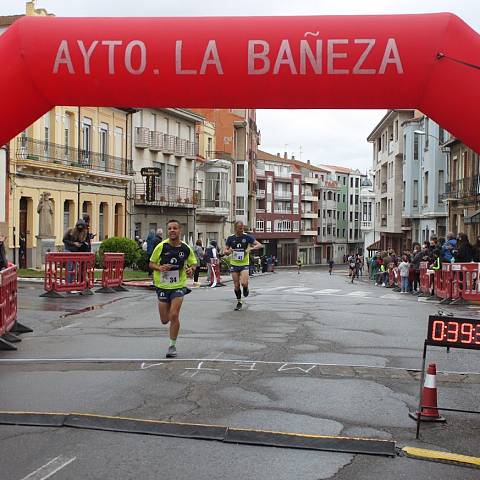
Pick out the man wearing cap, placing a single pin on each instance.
(75, 240)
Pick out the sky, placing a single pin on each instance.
(335, 137)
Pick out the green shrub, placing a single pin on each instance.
(124, 245)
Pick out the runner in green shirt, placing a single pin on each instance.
(171, 262)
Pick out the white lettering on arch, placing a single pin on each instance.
(392, 56)
(262, 55)
(63, 58)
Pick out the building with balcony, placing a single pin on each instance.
(425, 172)
(369, 235)
(164, 139)
(462, 191)
(80, 156)
(328, 190)
(214, 211)
(237, 134)
(278, 207)
(387, 141)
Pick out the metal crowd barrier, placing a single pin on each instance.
(112, 274)
(68, 272)
(9, 325)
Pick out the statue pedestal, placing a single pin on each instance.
(44, 245)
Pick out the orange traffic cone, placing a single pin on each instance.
(429, 411)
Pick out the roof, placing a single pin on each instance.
(7, 20)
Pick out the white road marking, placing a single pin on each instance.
(70, 326)
(50, 468)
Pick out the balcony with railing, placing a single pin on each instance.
(218, 208)
(366, 225)
(162, 142)
(31, 150)
(282, 195)
(463, 188)
(167, 196)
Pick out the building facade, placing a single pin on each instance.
(425, 175)
(164, 139)
(214, 212)
(367, 222)
(80, 157)
(278, 207)
(462, 191)
(387, 141)
(237, 137)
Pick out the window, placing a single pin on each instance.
(240, 206)
(67, 207)
(171, 175)
(283, 226)
(138, 230)
(441, 185)
(103, 142)
(240, 178)
(425, 188)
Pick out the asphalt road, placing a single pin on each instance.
(310, 353)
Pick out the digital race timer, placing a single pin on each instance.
(453, 332)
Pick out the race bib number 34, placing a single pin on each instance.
(238, 255)
(171, 276)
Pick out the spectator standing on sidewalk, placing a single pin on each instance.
(199, 253)
(404, 268)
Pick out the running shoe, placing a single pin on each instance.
(172, 352)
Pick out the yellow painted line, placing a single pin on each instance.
(441, 456)
(162, 422)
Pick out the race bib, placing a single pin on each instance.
(238, 255)
(171, 276)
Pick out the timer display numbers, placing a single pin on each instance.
(453, 332)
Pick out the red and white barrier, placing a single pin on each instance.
(112, 274)
(68, 272)
(8, 309)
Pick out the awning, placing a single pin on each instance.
(374, 246)
(474, 218)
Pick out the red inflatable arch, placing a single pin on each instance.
(395, 61)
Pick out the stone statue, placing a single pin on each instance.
(45, 212)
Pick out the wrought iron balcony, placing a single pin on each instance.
(162, 142)
(463, 188)
(29, 149)
(167, 196)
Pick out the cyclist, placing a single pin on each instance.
(239, 247)
(171, 262)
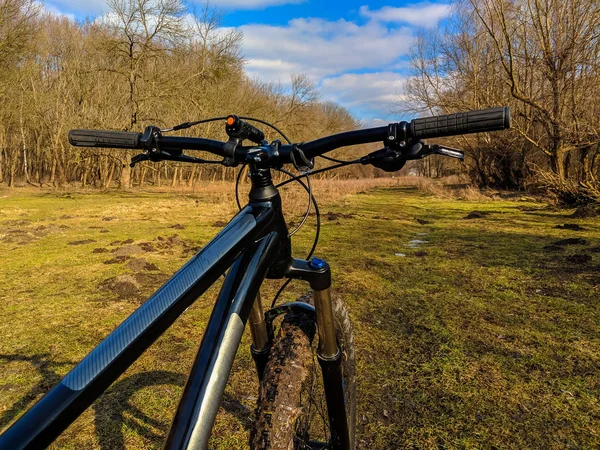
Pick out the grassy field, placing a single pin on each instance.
(483, 336)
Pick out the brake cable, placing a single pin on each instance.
(185, 125)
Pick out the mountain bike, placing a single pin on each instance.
(295, 409)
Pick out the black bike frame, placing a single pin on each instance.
(253, 245)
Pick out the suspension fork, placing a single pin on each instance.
(261, 337)
(318, 273)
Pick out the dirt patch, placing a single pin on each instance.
(45, 230)
(147, 247)
(138, 264)
(571, 241)
(149, 282)
(585, 212)
(19, 237)
(128, 250)
(570, 226)
(337, 216)
(175, 240)
(117, 259)
(16, 223)
(124, 286)
(553, 248)
(477, 215)
(581, 258)
(82, 242)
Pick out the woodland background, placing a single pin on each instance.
(154, 62)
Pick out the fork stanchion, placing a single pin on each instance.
(261, 344)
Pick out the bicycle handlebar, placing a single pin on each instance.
(492, 119)
(106, 139)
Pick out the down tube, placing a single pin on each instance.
(204, 389)
(49, 417)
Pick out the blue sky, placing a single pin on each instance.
(354, 50)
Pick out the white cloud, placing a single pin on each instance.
(251, 4)
(420, 14)
(381, 91)
(321, 48)
(78, 7)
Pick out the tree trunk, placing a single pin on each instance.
(110, 176)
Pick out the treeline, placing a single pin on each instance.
(146, 62)
(541, 57)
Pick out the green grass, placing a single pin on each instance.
(480, 338)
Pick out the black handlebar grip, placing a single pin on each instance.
(106, 139)
(491, 119)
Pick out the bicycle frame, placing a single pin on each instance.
(254, 245)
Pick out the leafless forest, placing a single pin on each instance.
(541, 57)
(151, 62)
(144, 63)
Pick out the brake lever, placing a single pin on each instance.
(138, 159)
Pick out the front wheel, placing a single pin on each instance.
(291, 409)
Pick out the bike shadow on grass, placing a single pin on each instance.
(115, 407)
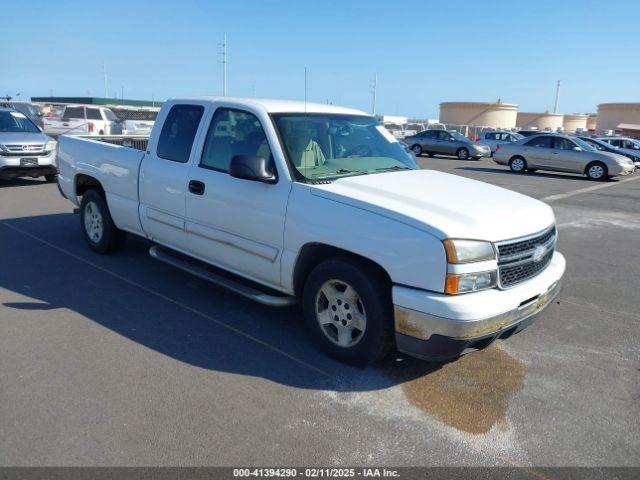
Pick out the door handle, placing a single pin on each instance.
(196, 187)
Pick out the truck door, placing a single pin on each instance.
(234, 223)
(163, 176)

• **Problem description**
The whole listing, minus its images, should be repeated exactly.

• **Task response**
Pick out the man wearing cap, placing a single pin on each instance.
(75, 240)
Pick out the sky, placing a single pin on each instance.
(335, 137)
Pick out the green shrub, placing a single pin on each instance.
(124, 245)
Pick out the runner in green shirt, placing a single pin on each instance.
(171, 262)
Pick out the white lettering on arch, placing a single pin on each instance.
(392, 56)
(262, 55)
(63, 58)
Pick out the building with balcony, placing a single pin on each instance.
(425, 172)
(369, 235)
(164, 139)
(462, 191)
(80, 156)
(328, 190)
(214, 211)
(237, 134)
(278, 207)
(387, 141)
Pick out the metal crowd barrier, placing a single pin on each instance.
(112, 274)
(68, 272)
(9, 325)
Pick out the statue pedestal, placing a single pin on each instance.
(44, 245)
Pick out the orange traffic cone, placing a single pin on each instance.
(429, 411)
Pick out the roof, placing a single pin on each instance.
(7, 20)
Pick out the white road marking, placing a single pin on each instance.
(70, 326)
(50, 468)
Pick out the balcony with railing, placing a single pin on each instance.
(218, 208)
(366, 225)
(162, 142)
(31, 150)
(282, 195)
(463, 188)
(167, 196)
Pick out the building facade, placing a single pin on each instance.
(425, 175)
(164, 139)
(214, 212)
(367, 222)
(80, 157)
(278, 207)
(462, 191)
(387, 141)
(237, 137)
Pick out the window, placing a single pin on each instance.
(240, 206)
(67, 207)
(171, 175)
(283, 226)
(138, 230)
(441, 185)
(103, 142)
(240, 178)
(425, 188)
Pick out the asphalt road, placing a single pin on each instance.
(310, 353)
Pick out the digital race timer, placing a single pin on each instance.
(453, 332)
Pick out the race bib number 34, placing a single pin on each instance.
(238, 255)
(171, 276)
Pick out the spectator standing on sidewalk, placing a single pin on each instance.
(199, 253)
(404, 268)
Pick out the running shoe, placing a single pin on each instance.
(172, 352)
Pick out the yellow painted line, placing a single pin on each instance.
(441, 456)
(162, 422)
Pick out the race bib, placing a single pin on each instance.
(238, 255)
(171, 276)
Pick out the timer display numbers, placing a single pin on each instance.
(453, 332)
Pick out the red and white barrier, placing a single pin on each instance.
(112, 274)
(68, 272)
(8, 309)
Pick out the awning, placing a single pin on each instance.
(374, 246)
(474, 218)
Pick out the red inflatable arch, placing a single pin on each instance.
(395, 61)
Pick out the stone statue, placing a single pin on each instance.
(45, 212)
Pick out the wrought iron balcony, placing a single pin on each instance.
(162, 142)
(463, 188)
(29, 149)
(167, 196)
Pick out the cyclist, placing a single pin on each instance.
(239, 247)
(171, 262)
Pick out the grassy field, placing a single pin on each instance.
(483, 336)
Pick out the brake cable, placing a single pin on each instance.
(185, 125)
Pick out the mountain bike, placing a single pin on each instance.
(295, 409)
Pick out the black bike frame, placing a single pin on each instance.
(253, 245)
Pick out the suspension fork, placing a single pin on each instance.
(261, 337)
(318, 273)
Pick out the dirt patch, placing a single pin on each instance.
(45, 230)
(147, 247)
(138, 264)
(571, 241)
(149, 282)
(585, 212)
(19, 237)
(128, 250)
(570, 226)
(337, 216)
(175, 240)
(117, 259)
(16, 223)
(124, 286)
(553, 248)
(477, 215)
(581, 258)
(82, 242)
Pick out the woodland background, placing a single pin on each instance.
(154, 62)
Pick out the fork stanchion, placing a single pin on each instance.
(261, 344)
Pick out the bicycle handlebar, placing a single pin on each instance.
(492, 119)
(106, 139)
Pick out the down tube, placing a single pin on each instance.
(204, 389)
(49, 417)
Pick out the blue sky, placing a single pin on each instance.
(354, 50)
Pick out the white cloud, placing a single pin on each instance.
(251, 4)
(420, 14)
(381, 91)
(321, 48)
(78, 7)
Pick out the tree trunk, placing a single pin on each instance.
(110, 176)
Pick out the treeline, placing a single pin on each instance.
(146, 62)
(541, 57)
Pick out the green grass, placing a single pin on each instance.
(480, 338)
Pick out the black handlebar grip, placing a single pin on each instance.
(106, 139)
(491, 119)
Pick out the bicycle frame, placing a single pin on each instance.
(254, 245)
Pick out the leafless forest, placing a single pin on each instance.
(541, 57)
(151, 62)
(144, 63)
Pick out the brake lever, placing a single pin on each instance.
(138, 159)
Pick out the front wheel, placing a single pin on each instance.
(291, 409)
Pick out the bike shadow on grass, placing a single pin on each instance.
(115, 407)
Pick out the door handle, placing a single pin on each instance.
(196, 187)
Pick out the truck door, placing a single pin on each instance.
(234, 223)
(163, 176)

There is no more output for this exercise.